- _TEXT_

--- START ---

Bold interventions are needed in the housing market to help stabilise or even start a gradual decline in prices, in order to avoid a painful real estate correction,  ANZ Bank New Zealand said.

Comments by ANZ economist Liz Kendall and chief economist Sharon Zollner suggest the market is vulnerable to short-term "disorderly" corrections and household financial stress when interest rates rise again. This follows the bank's move yesterday requiring property investors to stump up with at least a 40 percent deposit to help balance the residential property market.

ANZ is the country’s largest mortgage lender, holding a 30.9 percent market share at Sept. 30. 

In its latest property focus, the economists said NZ needed to make “meaningful change to elicit a sustained stabilisation or even gradual decline in real house prices." That needed to be supported by initiatives to boost real incomes, they said.

This is because incomes continue to lag behind house prices, which has seen affordability worsen “significantly” in recent decades, with the median house price now around seven times the average income.

But while house prices have outpaced incomes, that has been buffered by low interest rates, making household payments more manageable.

Kelvin Davidson, senior property economist with Corelogic estimates typical servicing rates for mortgages are today at about 31 percent of household income versus the long-term average of closer to 36 percent, “though it is taking longer to raise the deposit, at nine years compared to the average of less than 7.5 years.”

That hasn’t stopped first home buyers and investors from piling into the market. Corelogic forecasts there will be 85,000-to-90,000 transactions concluded by the end of 2020, levels similar to 2019, despite the covid lockdowns.

--- END ---

Referring expression pointing data:
--- START ---

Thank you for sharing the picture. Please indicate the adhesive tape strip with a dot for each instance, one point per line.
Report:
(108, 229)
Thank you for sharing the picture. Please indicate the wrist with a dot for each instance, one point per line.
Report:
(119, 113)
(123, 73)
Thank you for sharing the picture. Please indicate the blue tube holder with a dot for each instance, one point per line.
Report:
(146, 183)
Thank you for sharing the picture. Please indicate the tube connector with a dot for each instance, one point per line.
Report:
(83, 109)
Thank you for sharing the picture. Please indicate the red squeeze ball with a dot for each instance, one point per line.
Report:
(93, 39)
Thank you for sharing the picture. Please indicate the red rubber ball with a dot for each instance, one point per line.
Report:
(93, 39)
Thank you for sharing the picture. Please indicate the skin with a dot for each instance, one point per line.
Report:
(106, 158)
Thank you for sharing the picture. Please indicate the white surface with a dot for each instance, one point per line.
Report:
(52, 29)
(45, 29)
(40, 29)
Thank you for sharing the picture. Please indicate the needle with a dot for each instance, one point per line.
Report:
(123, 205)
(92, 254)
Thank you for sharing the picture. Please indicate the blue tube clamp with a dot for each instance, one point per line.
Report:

--- END ---
--- START ---

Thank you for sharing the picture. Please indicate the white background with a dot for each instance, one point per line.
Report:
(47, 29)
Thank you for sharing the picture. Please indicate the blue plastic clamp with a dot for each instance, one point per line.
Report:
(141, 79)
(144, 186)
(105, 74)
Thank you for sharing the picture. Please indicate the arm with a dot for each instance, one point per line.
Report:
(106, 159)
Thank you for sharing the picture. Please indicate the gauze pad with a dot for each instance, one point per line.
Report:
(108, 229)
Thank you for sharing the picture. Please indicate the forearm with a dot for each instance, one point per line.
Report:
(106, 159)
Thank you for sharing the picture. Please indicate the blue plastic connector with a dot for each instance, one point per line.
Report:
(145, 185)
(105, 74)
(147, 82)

--- END ---

- _ACTIVITY LIST_
1. Retype the passage of the New Zealand housing article between "But while house" and "the covid lockdowns.", inclusive.
2. In the New Zealand housing article, how long does Corelogic's Kelvin Davidson say it now takes to raise a deposit?

- _RESPONSES TO THE TASKS_
1.
But while house prices have outpaced incomes, that has been buffered by low interest rates, making household payments more manageable.

Kelvin Davidson, senior property economist with Corelogic estimates typical servicing rates for mortgages are today at about 31 percent of household income versus the long-term average of closer to 36 percent, “though it is taking longer to raise the deposit, at nine years compared to the average of less than 7.5 years.”

That hasn’t stopped first home buyers and investors from piling into the market. Corelogic forecasts there will be 85,000-to-90,000 transactions concluded by the end of 2020, levels similar to 2019, despite the covid lockdowns.

2. Nine years, compared to the average of less than 7.5 years.